● What to produce
Write the records out again, keeping each line exactly as it is.

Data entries
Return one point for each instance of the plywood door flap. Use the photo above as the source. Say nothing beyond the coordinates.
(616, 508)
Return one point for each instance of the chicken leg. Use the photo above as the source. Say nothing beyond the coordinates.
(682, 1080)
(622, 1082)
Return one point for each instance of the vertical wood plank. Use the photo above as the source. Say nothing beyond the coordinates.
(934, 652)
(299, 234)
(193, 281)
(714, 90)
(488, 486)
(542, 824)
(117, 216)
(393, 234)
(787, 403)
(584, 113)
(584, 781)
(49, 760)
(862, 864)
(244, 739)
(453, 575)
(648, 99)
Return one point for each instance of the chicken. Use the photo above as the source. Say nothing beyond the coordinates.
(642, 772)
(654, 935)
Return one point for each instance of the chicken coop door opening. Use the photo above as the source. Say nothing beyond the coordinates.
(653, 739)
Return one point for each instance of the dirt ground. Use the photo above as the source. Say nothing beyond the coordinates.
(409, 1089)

● Answer to the problem
Return one point for each instance of the plywood door flap. Use the photo above as the source. Say nothing beyond the coordinates.
(616, 508)
Return one point for each instance of the chicken leg. Use the photo above as the source. Say nothing beyond the coordinates.
(682, 1080)
(622, 1082)
Return one point for each instance of the vertical wood plank. Use the photo above as the source. Say nothing beyond the coordinates.
(934, 652)
(299, 234)
(193, 281)
(714, 90)
(488, 486)
(542, 824)
(117, 216)
(393, 234)
(787, 403)
(584, 113)
(584, 781)
(49, 760)
(862, 864)
(244, 739)
(453, 575)
(648, 99)
Return one point for each instance of the chicken. Use the photo above as the source. Say nothing beyond the coordinates.
(642, 772)
(654, 935)
Return one point for each instance of the chicken coop door opening. Use the photo above as the source. Say nothing beyond the coordinates.
(653, 739)
Return one point for each instance of the dirt ground. Use the photo above as the source. Say nothing beyond the coordinates.
(409, 1089)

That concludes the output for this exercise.